▸ **WHAT IS EXPECTED**
Exactly and only the lines from the line holding "the snow-covered ice" to the end of the records should be reproduced. Leave pictures out.
start
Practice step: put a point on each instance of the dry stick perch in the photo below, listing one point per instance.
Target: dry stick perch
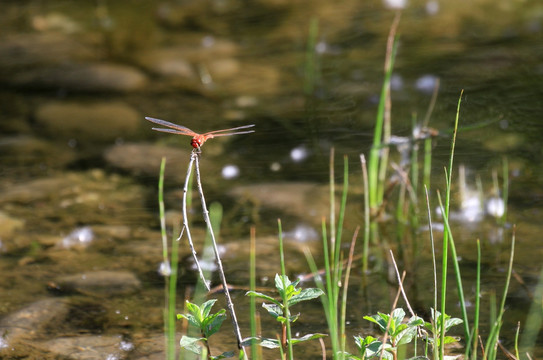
(229, 302)
(193, 156)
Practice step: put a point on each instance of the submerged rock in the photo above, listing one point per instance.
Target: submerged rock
(85, 347)
(144, 160)
(81, 77)
(100, 283)
(84, 122)
(30, 320)
(304, 200)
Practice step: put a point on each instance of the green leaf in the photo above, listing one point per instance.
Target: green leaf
(273, 309)
(213, 323)
(205, 309)
(305, 294)
(270, 343)
(193, 320)
(307, 337)
(449, 323)
(262, 296)
(405, 336)
(191, 343)
(252, 340)
(379, 320)
(224, 355)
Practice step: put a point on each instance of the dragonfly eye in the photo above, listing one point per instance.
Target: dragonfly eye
(196, 143)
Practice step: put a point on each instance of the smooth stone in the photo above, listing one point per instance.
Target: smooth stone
(83, 77)
(35, 190)
(145, 159)
(31, 320)
(89, 347)
(24, 50)
(304, 200)
(102, 122)
(100, 283)
(9, 225)
(25, 151)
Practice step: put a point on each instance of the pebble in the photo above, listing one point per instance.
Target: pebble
(86, 347)
(100, 283)
(9, 225)
(81, 77)
(304, 200)
(20, 51)
(30, 320)
(88, 123)
(144, 160)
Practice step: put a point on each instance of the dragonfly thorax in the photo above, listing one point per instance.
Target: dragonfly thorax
(197, 141)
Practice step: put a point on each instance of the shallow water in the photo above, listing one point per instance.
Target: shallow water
(80, 164)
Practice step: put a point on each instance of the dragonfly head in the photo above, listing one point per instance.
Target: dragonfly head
(197, 141)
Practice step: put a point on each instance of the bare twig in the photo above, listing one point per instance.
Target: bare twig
(193, 157)
(229, 302)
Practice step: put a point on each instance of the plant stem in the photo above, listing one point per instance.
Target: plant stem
(193, 157)
(230, 304)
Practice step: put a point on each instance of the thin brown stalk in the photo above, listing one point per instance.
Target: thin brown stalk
(400, 283)
(193, 157)
(229, 302)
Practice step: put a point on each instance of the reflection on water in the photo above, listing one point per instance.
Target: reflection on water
(80, 164)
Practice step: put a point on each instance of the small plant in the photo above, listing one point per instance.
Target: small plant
(280, 310)
(435, 327)
(395, 330)
(207, 323)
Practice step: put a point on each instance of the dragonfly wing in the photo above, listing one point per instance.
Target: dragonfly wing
(233, 133)
(229, 131)
(172, 131)
(179, 129)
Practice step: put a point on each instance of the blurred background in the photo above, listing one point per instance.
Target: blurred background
(80, 164)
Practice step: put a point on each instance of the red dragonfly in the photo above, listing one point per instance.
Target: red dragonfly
(197, 139)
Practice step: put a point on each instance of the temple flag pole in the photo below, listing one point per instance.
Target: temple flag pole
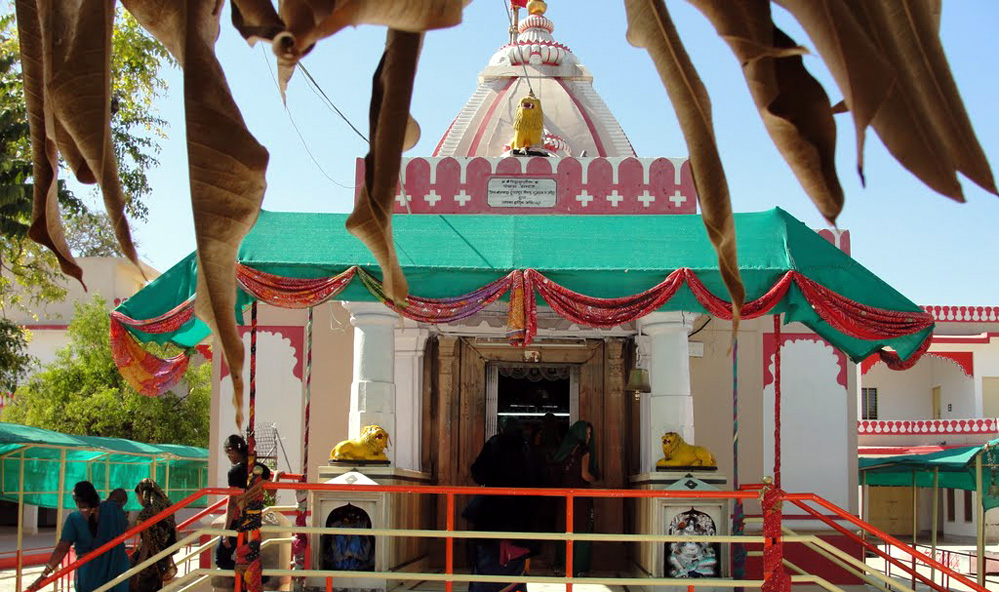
(775, 578)
(738, 551)
(936, 516)
(300, 546)
(981, 518)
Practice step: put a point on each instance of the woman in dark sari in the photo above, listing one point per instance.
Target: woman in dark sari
(94, 524)
(504, 461)
(579, 471)
(154, 539)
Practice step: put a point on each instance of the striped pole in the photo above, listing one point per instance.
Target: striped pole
(738, 516)
(300, 546)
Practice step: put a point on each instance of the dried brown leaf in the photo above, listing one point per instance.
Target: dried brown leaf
(308, 21)
(792, 104)
(861, 72)
(46, 221)
(907, 34)
(650, 27)
(392, 90)
(256, 20)
(77, 50)
(226, 163)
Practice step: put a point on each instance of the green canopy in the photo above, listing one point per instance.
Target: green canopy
(602, 256)
(108, 463)
(956, 468)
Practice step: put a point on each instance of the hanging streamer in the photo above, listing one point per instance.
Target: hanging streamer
(301, 544)
(775, 579)
(738, 515)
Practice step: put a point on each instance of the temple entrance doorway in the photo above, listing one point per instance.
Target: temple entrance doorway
(527, 393)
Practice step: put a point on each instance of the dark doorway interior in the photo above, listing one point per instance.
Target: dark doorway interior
(526, 394)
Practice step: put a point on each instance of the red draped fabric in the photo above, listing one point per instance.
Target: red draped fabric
(723, 309)
(165, 323)
(859, 320)
(604, 312)
(146, 373)
(151, 375)
(286, 292)
(441, 310)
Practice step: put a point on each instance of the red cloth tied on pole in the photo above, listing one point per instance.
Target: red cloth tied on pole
(522, 319)
(290, 292)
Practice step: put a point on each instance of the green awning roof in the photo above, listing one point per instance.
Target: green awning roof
(109, 463)
(602, 256)
(956, 468)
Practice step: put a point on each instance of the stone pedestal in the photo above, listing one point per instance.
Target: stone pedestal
(372, 390)
(670, 406)
(679, 516)
(384, 510)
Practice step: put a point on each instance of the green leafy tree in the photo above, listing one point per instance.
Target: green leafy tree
(14, 359)
(29, 274)
(83, 393)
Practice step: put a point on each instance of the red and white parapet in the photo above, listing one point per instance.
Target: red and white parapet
(519, 185)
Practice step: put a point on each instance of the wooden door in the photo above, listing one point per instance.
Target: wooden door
(891, 510)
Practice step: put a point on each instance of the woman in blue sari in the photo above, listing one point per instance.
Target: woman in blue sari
(94, 524)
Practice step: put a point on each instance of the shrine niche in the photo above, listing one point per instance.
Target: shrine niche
(348, 552)
(689, 559)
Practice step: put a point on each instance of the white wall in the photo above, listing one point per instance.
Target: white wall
(815, 423)
(902, 394)
(957, 390)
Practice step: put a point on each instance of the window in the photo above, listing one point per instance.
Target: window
(868, 403)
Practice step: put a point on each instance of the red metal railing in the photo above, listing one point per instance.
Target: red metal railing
(832, 517)
(800, 499)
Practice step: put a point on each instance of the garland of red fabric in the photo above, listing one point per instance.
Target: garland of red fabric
(152, 375)
(440, 310)
(287, 292)
(148, 374)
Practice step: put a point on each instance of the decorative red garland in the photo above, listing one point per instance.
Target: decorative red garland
(845, 315)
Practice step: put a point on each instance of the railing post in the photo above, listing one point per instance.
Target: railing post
(449, 542)
(237, 585)
(570, 502)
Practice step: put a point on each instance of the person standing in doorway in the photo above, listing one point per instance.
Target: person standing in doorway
(579, 471)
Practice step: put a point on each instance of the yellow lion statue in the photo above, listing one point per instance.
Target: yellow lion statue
(677, 453)
(529, 124)
(370, 446)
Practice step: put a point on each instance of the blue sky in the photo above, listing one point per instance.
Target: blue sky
(933, 250)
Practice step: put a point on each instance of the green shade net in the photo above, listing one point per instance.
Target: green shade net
(108, 463)
(601, 256)
(956, 468)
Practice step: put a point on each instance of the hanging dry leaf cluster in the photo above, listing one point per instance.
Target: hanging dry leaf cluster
(885, 56)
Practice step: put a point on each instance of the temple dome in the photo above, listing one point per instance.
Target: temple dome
(577, 121)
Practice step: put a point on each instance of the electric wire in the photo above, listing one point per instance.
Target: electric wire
(297, 131)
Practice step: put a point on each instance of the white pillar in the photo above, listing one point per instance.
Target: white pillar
(372, 389)
(670, 405)
(406, 441)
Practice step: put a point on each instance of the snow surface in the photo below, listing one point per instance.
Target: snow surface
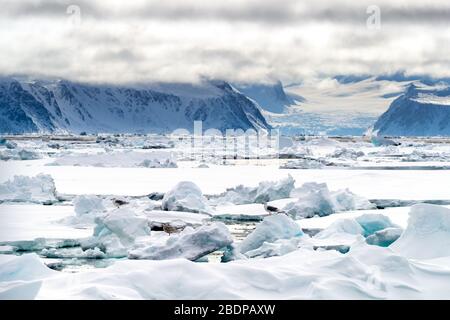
(185, 196)
(272, 228)
(190, 244)
(427, 235)
(39, 189)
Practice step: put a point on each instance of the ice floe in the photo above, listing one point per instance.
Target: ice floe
(190, 244)
(116, 232)
(385, 237)
(88, 205)
(271, 229)
(427, 235)
(22, 154)
(316, 199)
(37, 189)
(185, 196)
(148, 159)
(265, 191)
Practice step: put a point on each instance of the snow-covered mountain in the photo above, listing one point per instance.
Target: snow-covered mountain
(271, 97)
(420, 111)
(52, 106)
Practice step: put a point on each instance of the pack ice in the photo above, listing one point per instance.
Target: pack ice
(427, 235)
(190, 244)
(316, 199)
(38, 189)
(185, 196)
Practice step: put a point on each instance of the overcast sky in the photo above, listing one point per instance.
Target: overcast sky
(237, 40)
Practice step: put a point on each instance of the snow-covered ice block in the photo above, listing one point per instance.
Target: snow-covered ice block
(185, 196)
(159, 217)
(116, 232)
(22, 154)
(372, 223)
(88, 204)
(316, 199)
(130, 159)
(242, 212)
(346, 153)
(427, 235)
(346, 226)
(265, 191)
(190, 244)
(385, 237)
(38, 189)
(158, 163)
(271, 229)
(272, 249)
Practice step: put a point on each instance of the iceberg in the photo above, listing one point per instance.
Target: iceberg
(272, 249)
(88, 205)
(14, 154)
(190, 244)
(427, 235)
(271, 229)
(116, 232)
(185, 196)
(38, 189)
(372, 223)
(385, 237)
(316, 199)
(265, 191)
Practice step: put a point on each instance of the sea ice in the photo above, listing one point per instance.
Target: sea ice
(116, 232)
(88, 205)
(38, 189)
(190, 244)
(185, 196)
(427, 235)
(316, 199)
(265, 191)
(372, 223)
(272, 228)
(385, 237)
(22, 154)
(272, 249)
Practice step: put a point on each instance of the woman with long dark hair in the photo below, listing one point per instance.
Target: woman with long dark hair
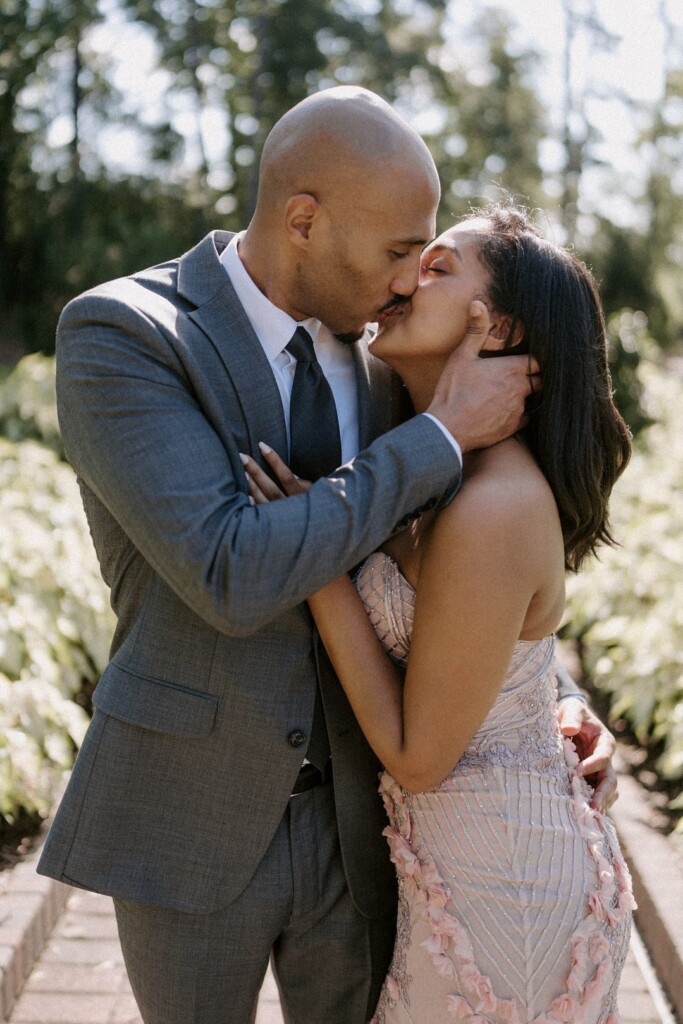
(515, 901)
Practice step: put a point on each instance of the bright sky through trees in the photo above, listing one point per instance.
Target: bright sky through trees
(630, 71)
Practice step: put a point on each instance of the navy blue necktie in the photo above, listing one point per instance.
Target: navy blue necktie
(314, 452)
(314, 440)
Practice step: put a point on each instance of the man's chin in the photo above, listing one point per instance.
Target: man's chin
(349, 337)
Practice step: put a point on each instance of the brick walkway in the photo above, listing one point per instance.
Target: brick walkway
(80, 977)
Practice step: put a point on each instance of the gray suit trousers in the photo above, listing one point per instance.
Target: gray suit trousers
(329, 961)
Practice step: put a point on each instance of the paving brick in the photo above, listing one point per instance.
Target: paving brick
end
▸ **OUTPUT FOR THIS EXERCISE**
Practice step: put a point on each instance of the snow-covered ice block in the photo above, listing one point per instance.
Target: snow-covered ice block
(185, 196)
(159, 217)
(116, 232)
(22, 154)
(372, 223)
(88, 204)
(316, 199)
(130, 159)
(242, 212)
(346, 153)
(427, 235)
(346, 226)
(265, 191)
(190, 244)
(385, 237)
(38, 189)
(158, 163)
(271, 229)
(272, 249)
Practice step: put a point on each instance of the iceberg in the photo above, listing one point per instance.
Target: iceberg
(272, 249)
(88, 205)
(14, 154)
(190, 244)
(427, 235)
(271, 229)
(116, 232)
(185, 196)
(38, 189)
(372, 223)
(385, 237)
(316, 199)
(265, 191)
Practice step: put a point on each instance of the sea ice in the photo above, listing one point per instance.
Target: sea ice
(116, 232)
(88, 205)
(38, 189)
(190, 244)
(185, 196)
(427, 235)
(316, 199)
(265, 191)
(372, 223)
(272, 228)
(385, 237)
(22, 154)
(272, 249)
Practice step: put a point on each instance of the woman with long dark hair in the photo below, listing one point per instance.
Target: woman with long dark hair
(515, 901)
Practice step: put a point on each instance of the bright sky through trees in the photo above, listing one point per instance.
Target: bright sky through trees
(630, 71)
Practice step: put a point on each instance of the navy blue necktie in the photo above, listing one point per instance.
Target: navy blue necktie
(314, 452)
(314, 440)
Practice step: put a point on each instance of the man's chin in the photo above, listing one point per instance.
Target: man's chin
(349, 337)
Practice step: put a point on each instance of the brick walkway in the photo above, listing one point per instance.
Target: brick walkway
(80, 977)
Practice step: put a point on each instance of the gray suit trousers in the photo above, listing one point per instance.
Target: gray suit trousers
(329, 961)
Practice step: put a point on each instance of the paving brick in the photo above, listing one point per instance.
Target: paving brick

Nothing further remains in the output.